Dans son excellente présentation intitulée The Power of Time Off, Stefan Sagmeister dit prendre une année sabbatique tous les sept ans, et explique que sa première année sabbatique est partie sur le mauvais pied, tout simplement parce qu’il n’avait pas planifié du tout ce qu’il allait faire de son temps. Bien que cela puisse en effet être génial de tout simplement partir, lâcher prise et suivre entièrement son cœur, il devient vite évident qu’une certaine structure est requise pour l’atteinte des objectifs liés à la pause. Parce que pour que cette période sabbatique soit fructueuse, il importe de bien la planifier, d’en établir les objectifs précis et de prendre le temps de répondre aux questions suivantes :

·         Qu’est-ce que je veux en tirer?

·         Quelle est la principale raison de me retirer de mon entreprise pendant cette période?

·         Comment puis-je tout de même assurer la survie de mon entreprise pendant mon absence?

Il est bien sûr tout aussi important de planifier cette période d’un point de vue financier – avoir au départ une idée des coûts, et des moyens et du temps requis pour rembourser toute dette au retour, si dette il y a. Si les retombées de la période de congé en matière de ressourcement, de réorientation, de nouvelles idées et de nouvelle énergie sont positives, il est bien clair que la dette constituera en fait un « investissement » qui pourrait être fort rentable à moyen ou à long terme avec une bonne planification. Ainsi, Sagmeister a retiré de son séjour en Asie (lors de son deuxième congé sabbatique) un renouveau de sa passion pour son travail et de nombreux concepts à appliquer dans la création de ses designs graphiques. L’année de congé a donc été très payante à long terme.

> **Consigne A**: D'après le texte sur le congé sabbatique, à quelle fréquence Stefan Sagmeister prend-il une année sabbatique ?
> **Consigne B**: Poursuivez le texte sur le congé sabbatique en enchaînant directement après sa dernière phrase.

> **Données fournies**:

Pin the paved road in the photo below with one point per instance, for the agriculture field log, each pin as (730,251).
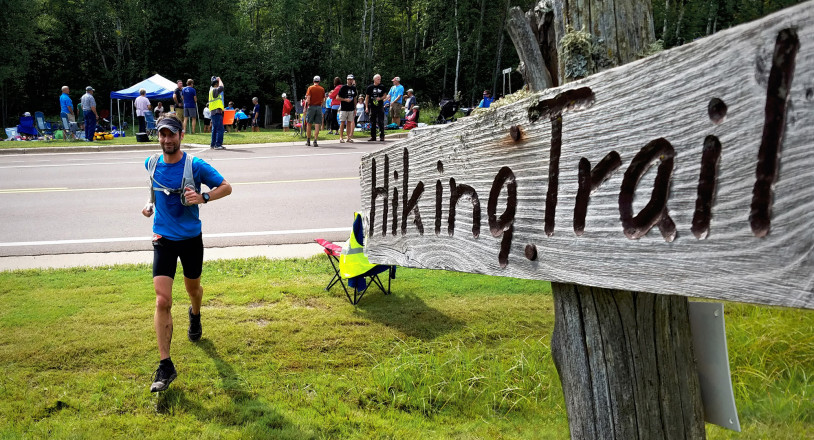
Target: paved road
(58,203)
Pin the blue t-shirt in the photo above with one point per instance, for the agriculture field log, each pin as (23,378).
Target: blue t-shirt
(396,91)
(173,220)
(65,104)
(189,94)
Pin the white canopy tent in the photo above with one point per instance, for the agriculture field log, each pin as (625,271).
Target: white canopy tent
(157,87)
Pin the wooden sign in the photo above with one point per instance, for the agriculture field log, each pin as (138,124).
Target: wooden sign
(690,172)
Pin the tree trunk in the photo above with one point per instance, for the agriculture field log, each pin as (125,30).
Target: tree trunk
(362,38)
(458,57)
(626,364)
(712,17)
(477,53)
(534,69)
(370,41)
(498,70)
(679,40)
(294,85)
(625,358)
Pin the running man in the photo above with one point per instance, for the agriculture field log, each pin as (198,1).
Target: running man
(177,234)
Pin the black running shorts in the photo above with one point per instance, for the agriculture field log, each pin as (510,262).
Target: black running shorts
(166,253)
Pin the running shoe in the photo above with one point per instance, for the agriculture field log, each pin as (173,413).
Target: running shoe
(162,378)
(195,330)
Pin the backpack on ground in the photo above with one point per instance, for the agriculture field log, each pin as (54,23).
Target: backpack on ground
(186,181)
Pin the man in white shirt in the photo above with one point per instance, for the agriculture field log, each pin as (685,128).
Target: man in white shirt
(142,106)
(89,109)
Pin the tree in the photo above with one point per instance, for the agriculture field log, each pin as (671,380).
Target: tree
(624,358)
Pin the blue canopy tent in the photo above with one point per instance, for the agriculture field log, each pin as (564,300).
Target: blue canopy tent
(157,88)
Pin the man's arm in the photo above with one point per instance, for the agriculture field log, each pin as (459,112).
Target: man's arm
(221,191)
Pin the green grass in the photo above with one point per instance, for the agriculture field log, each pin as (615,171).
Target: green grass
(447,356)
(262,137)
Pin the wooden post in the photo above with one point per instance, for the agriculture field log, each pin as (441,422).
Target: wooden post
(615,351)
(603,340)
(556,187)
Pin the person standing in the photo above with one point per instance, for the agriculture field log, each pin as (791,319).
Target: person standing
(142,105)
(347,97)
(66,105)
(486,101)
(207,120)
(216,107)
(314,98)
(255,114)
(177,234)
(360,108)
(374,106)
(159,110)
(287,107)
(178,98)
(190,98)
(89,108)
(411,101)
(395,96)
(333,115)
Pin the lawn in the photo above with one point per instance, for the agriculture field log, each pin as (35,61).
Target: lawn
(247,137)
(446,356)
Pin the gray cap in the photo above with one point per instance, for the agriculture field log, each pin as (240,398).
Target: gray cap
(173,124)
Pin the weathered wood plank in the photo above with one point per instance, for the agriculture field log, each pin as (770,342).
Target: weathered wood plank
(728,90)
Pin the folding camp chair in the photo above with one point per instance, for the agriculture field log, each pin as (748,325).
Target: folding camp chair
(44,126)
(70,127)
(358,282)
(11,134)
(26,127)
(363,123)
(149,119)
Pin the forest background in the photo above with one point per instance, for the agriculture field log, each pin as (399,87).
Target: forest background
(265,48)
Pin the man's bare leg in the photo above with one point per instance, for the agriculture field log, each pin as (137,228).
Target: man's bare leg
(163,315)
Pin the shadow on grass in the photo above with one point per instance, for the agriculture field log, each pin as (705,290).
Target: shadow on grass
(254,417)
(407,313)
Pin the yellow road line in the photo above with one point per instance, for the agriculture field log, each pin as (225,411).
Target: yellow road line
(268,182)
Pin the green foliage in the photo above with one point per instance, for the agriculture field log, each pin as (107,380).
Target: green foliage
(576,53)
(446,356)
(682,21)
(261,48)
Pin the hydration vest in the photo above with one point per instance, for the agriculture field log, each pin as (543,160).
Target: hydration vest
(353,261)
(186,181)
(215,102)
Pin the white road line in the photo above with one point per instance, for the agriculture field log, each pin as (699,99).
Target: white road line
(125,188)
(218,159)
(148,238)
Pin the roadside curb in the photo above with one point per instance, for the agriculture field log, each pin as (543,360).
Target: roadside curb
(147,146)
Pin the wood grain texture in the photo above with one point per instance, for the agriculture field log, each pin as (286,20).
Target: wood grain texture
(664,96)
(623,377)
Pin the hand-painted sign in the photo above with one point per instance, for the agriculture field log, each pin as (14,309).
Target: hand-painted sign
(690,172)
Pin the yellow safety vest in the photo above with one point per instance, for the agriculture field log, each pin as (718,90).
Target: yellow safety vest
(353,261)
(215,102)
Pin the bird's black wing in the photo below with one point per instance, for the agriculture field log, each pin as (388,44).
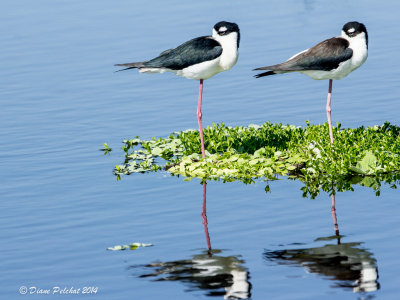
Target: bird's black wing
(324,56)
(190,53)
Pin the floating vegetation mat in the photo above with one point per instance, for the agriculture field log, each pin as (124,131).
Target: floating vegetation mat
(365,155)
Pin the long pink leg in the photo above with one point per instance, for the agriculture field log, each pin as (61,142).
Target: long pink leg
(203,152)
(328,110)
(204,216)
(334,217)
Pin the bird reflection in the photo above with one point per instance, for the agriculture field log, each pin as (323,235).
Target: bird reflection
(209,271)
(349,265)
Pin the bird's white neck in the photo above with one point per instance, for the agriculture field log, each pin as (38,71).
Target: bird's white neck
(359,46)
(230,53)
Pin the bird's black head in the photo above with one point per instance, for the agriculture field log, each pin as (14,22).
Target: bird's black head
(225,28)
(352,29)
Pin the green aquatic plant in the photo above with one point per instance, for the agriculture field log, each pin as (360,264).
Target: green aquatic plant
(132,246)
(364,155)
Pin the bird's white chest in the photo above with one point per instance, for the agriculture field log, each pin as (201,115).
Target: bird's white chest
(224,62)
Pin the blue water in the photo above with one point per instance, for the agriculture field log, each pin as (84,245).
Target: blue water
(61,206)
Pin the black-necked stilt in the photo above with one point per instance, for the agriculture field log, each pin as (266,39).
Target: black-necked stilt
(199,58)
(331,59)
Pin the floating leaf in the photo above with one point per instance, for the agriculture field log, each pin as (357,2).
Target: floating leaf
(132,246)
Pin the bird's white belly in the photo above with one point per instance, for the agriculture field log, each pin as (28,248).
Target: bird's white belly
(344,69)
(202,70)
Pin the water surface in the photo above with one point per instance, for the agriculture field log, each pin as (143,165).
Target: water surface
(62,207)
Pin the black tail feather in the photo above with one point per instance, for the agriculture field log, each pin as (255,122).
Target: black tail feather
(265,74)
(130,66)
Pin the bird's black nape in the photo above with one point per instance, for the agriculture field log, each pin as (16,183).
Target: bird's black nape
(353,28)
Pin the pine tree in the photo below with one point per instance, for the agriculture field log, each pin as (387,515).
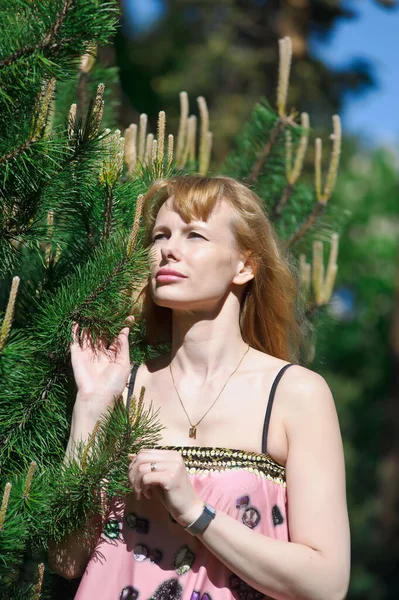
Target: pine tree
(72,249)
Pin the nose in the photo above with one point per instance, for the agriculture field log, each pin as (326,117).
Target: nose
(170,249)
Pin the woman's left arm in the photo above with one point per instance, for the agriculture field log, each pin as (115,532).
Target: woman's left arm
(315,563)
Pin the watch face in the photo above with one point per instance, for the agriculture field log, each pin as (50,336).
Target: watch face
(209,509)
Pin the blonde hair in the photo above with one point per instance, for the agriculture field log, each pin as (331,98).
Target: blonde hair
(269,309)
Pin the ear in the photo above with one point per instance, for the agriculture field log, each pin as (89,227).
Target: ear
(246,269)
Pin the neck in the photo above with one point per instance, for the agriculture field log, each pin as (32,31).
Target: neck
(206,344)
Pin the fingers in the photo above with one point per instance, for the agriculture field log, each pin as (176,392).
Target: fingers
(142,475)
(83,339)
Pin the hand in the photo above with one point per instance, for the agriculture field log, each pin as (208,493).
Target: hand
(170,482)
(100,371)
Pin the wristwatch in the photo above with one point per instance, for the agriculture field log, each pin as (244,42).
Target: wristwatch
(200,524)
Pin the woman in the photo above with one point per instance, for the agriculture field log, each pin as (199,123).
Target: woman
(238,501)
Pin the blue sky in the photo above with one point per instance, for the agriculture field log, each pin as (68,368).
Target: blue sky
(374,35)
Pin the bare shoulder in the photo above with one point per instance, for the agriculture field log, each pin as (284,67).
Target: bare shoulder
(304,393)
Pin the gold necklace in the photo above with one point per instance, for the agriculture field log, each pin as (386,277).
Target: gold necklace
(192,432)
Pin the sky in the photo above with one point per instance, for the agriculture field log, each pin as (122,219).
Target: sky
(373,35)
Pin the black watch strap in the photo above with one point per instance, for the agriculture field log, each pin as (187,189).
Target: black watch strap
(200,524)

> **Réponse attendue A**: Tous les sept ans.

> **Réponse attendue B**:
Dans mon cas, le congé de 12 semaines a entraîné une certaine dette, qui a été facilement gérable et qui a valu la peine, compte tenu des avantages tirés de la pause.

Vendre l’idée aux clients

Maintenant que vous avez décidé de partir et avez bien planifié ce que vous ferez de votre temps, vous suffit-il ensuite de dire à vos clients : « Je m’en vais, à bientôt »? Contrairement aux annonces de loterie qu’on voyait il n’y a pas si longtemps, on ne peut pas dire au revoir à ses clients comme on dirait « Bye bye boss ». Parce qu’à moins d’avoir décidé de mettre la clé dans la porte de l’entreprise à l’arrivée du congé et de repartir à neuf entièrement au retour, vous voudrez sans aucun doute retrouver (certains de) vos clients à votre retour. Néanmoins, s’il est important de vendre l’idée de la pause et de ses bienfaits à un patron, vos clients n’en auront peut-être rien à cirer de votre projet personnel, sauf si bien sûr vous pouvez leur montrer qu’il aura des bienfaits directs pour eux. Pour les clients, ce qui importera bien avant toute autre chose, ce sera la continuité des services dont ils ont besoin.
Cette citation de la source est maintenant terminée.